**Required task**: Copy the lines from the one containing "Keypoint placement: for each instance of the yellow" through the end of the records, switching "lake water" to "harbor water" and leaving everything else unchanged.

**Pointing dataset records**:
_____
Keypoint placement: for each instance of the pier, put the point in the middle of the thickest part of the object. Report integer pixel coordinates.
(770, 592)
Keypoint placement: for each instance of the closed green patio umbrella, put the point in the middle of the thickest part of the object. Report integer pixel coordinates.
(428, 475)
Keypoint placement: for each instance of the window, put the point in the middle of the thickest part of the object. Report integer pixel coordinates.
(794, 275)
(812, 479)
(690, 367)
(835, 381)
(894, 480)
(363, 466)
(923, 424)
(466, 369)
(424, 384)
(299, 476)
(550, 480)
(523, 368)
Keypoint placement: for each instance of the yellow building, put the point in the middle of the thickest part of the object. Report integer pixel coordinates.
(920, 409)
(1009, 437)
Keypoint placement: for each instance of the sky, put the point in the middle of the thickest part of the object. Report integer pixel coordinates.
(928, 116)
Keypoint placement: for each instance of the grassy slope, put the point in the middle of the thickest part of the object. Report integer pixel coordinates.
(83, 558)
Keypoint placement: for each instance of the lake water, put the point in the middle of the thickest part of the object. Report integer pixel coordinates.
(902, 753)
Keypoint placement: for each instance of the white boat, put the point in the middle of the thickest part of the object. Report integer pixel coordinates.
_____
**Full solution**:
Keypoint placement: for each instance of the yellow building, put the point in the middle of the thickest part of the object. Report integer pixel coordinates.
(920, 409)
(1009, 437)
Keypoint placement: for each instance of the sky, put the point in the middle of the thickest part of the object. Report integer pixel coordinates.
(928, 116)
Keypoint placement: for each instance of the grassy slope, put the point in the middle of the thickest part of the object. Report integer pixel coordinates.
(83, 558)
Keypoint placement: for each instance of the harbor water, put the point in the middle of the thickest part of the object. Report integer pixel coordinates.
(902, 753)
Keypoint placement: for each instance of the white boat, put the point in the middle of the thickest part of the object. Report integer pixel coordinates.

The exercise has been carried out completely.